Fran Drescher turns 69 this year, and somehow she still manages to look exactly like the person Hollywood warned everyone about in the 90s. Loud. Jewish. From Queens. Unapologetic. That hasn’t changed. And most importantly, she still having fun. Thirty-two years after The Nanny premiered in 1993, she’s not fading into nostalgia or pretending to be shocked that people still talk about her. She knows why you’re still watching.
At a recent Cinema Society screening in New York, Drescher told Page Six about her dating life with the same confidence that once powered Fran Fine’s walk into the Sheffield mansion. “I have a little rotation,” she laughed. When the reporter pressed, she shrugged it off. “I’m Fran Drescher. What do you think?!” She clarified that marriage isn’t on the table. Her ex-husband Peter Marc Jacobson, whom she met at 15 and married in 1978, remains one of her closest people. They separated in 1996, divorced in 1999 after he came out as gay, and somehow built a healthier bond than most couples who stay married. She still loves him. She’s just realistic about what she has space for now.

In 2020, she admitted to having “someone on the side who is a friend with benefits,” seeing them twice a month because work came first. These days, work has slowed for reasons outside her control. A Broadway adaptation of The Nanny stalled after the actors’ strike, the death of her father in 2024, and fires in the Palisades that damaged her home. “You have to be in the right frame of mind,” she said. “I’m very gentle with myself… I share what I’m going through.” Her house was still standing, just not livable. She split time between Beverly Hills and New York City.
******
### ACTIONS TO TAKE
a. In the Fran Drescher article, shorten the paragraph that begins "In 2020, she admitted" into a bulleted list that keeps its main facts.
b. According to the Fran Drescher article, why did she see her friend with benefits only twice a month? Answer in one to three sentences.
c. Return the stretch of the Fran Drescher article from "At a recent" through "space for now.", copied word for word.
******
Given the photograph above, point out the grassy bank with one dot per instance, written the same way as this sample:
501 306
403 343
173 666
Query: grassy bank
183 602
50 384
******
### SOLUTIONS PER TASK
a.
- In 2020, Drescher said she had a friend with benefits, whom she saw twice a month because work came first.
- Her work has since slowed for reasons outside her control.
- A Broadway adaptation of The Nanny stalled after the actors' strike, her father's death in 2024, and the Palisades fires that damaged her home.
- She said you have to be in the right frame of mind, that she is very gentle with herself, and that she shares what she is going through.
- Her house was still standing but not livable.
- She split her time between Beverly Hills and New York City.

b. She saw that person only twice a month because work came first for her at the time.

c.
At a recent Cinema Society screening in New York, Drescher told Page Six about her dating life with the same confidence that once powered Fran Fine’s walk into the Sheffield mansion. “I have a little rotation,” she laughed. When the reporter pressed, she shrugged it off. “I’m Fran Drescher. What do you think?!” She clarified that marriage isn’t on the table. Her ex-husband Peter Marc Jacobson, whom she met at 15 and married in 1978, remains one of her closest people. They separated in 1996, divorced in 1999 after he came out as gay, and somehow built a healthier bond than most couples who stay married. She still loves him. She’s just realistic about what she has space for now.